Filter the items below and copy every line containing the string "blue". Case counts.

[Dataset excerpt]
---

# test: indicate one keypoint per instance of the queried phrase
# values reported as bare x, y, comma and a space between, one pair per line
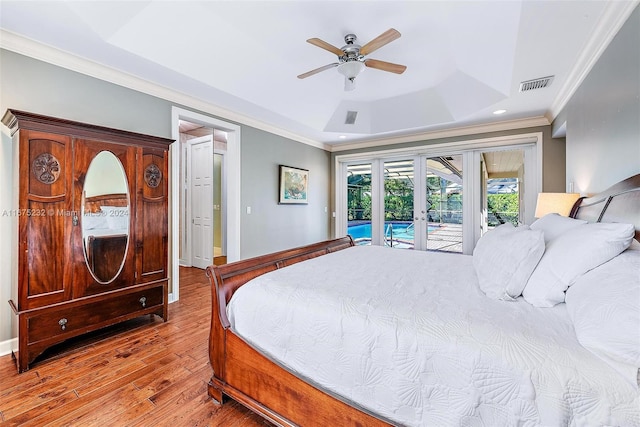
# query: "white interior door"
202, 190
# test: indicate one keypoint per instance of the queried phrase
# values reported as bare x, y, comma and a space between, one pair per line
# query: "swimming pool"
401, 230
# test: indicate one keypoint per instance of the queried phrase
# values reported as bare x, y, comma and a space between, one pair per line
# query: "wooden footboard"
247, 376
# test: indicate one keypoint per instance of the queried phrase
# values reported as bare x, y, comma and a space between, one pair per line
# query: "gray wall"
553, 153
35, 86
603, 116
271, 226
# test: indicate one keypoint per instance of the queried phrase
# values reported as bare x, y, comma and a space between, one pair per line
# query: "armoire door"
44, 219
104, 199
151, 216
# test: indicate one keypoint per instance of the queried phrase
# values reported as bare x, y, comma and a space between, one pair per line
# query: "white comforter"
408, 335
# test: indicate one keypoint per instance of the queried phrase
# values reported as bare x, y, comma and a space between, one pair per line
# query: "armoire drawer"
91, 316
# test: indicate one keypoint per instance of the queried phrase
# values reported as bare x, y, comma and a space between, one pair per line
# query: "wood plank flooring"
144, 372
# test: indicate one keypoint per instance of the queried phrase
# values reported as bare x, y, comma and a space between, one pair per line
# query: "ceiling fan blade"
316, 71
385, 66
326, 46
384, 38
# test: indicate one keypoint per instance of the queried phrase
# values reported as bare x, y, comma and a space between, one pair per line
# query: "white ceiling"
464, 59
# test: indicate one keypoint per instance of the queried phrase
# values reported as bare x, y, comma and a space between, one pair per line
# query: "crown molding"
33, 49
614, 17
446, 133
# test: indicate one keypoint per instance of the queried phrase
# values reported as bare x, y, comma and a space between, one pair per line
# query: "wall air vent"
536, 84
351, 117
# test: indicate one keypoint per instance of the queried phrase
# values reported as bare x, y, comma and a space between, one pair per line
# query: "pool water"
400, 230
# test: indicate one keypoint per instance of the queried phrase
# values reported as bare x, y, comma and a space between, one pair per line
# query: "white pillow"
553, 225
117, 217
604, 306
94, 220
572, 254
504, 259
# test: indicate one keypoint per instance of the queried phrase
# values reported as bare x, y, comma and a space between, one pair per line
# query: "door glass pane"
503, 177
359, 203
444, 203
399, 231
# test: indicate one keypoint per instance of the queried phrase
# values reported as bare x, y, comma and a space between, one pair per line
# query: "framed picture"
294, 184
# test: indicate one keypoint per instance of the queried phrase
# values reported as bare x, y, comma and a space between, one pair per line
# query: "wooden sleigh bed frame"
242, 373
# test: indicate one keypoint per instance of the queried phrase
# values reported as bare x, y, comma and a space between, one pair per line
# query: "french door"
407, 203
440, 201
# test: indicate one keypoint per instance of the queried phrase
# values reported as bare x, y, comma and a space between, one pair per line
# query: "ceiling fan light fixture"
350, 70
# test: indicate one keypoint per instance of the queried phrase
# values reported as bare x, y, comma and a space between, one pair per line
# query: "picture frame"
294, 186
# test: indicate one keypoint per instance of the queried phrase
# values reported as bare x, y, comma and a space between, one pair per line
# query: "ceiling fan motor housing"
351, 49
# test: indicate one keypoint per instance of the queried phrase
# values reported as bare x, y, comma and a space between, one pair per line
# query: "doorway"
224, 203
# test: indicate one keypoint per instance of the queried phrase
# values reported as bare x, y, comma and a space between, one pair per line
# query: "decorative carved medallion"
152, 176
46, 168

---

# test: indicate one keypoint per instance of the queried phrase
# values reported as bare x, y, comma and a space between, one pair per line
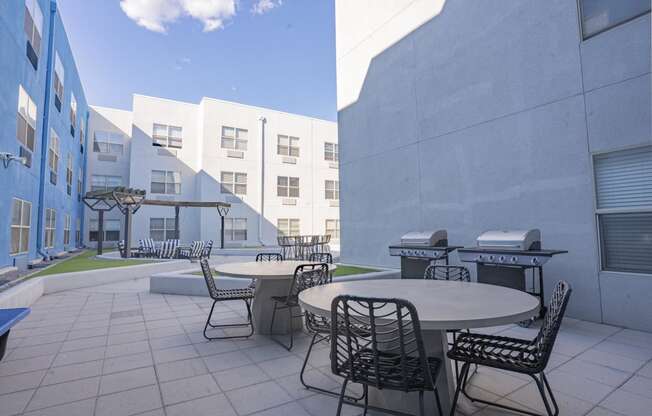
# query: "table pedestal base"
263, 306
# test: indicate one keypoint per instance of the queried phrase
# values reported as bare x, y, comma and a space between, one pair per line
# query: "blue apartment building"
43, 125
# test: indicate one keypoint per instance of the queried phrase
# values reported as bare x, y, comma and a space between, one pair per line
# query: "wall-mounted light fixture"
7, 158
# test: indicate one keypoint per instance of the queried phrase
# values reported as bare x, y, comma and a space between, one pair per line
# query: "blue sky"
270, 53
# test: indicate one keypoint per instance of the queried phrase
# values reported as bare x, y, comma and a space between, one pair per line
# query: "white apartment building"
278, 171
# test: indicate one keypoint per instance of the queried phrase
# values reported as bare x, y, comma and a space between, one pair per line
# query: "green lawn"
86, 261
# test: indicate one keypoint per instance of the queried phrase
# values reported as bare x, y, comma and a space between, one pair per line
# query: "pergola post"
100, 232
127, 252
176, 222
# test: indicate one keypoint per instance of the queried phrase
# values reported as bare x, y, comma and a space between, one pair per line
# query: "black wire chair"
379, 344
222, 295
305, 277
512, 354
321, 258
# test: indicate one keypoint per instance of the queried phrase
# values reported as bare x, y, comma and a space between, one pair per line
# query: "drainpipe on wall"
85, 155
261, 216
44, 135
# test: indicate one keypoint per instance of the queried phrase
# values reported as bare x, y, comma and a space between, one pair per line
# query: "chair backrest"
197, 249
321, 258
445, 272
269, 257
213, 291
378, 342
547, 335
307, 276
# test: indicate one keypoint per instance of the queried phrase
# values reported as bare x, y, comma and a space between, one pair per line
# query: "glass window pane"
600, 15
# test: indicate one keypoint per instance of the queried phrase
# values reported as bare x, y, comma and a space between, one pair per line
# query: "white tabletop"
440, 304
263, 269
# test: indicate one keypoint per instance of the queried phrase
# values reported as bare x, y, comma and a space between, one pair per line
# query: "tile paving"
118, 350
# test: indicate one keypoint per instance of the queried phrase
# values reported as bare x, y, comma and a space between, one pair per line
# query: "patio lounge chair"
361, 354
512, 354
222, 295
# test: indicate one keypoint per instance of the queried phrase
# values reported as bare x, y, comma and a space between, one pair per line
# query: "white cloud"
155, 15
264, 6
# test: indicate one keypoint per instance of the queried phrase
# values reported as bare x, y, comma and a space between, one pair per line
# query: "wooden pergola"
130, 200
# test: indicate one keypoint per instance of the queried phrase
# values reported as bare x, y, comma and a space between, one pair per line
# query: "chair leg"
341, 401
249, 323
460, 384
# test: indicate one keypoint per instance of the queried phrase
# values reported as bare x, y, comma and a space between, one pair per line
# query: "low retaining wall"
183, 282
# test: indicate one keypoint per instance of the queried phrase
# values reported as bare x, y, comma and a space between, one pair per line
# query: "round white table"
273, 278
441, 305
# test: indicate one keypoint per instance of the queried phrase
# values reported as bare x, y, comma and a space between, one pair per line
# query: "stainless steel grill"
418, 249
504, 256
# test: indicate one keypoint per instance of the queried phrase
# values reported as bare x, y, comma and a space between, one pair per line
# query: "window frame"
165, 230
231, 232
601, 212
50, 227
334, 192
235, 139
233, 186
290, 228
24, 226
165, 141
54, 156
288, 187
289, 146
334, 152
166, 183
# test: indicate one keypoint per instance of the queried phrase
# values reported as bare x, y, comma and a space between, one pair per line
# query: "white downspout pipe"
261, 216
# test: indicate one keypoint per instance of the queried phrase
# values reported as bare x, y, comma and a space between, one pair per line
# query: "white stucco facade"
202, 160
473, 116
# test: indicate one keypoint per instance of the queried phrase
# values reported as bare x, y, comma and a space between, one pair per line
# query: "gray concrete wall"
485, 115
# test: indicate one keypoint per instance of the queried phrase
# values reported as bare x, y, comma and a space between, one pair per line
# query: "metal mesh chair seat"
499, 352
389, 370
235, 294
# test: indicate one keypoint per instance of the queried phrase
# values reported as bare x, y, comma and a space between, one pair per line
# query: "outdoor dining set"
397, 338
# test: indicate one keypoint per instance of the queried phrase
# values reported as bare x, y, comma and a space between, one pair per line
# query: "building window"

---

**RESPONSE BELOW:**
# query: "blue apartment building"
# query: "blue sky"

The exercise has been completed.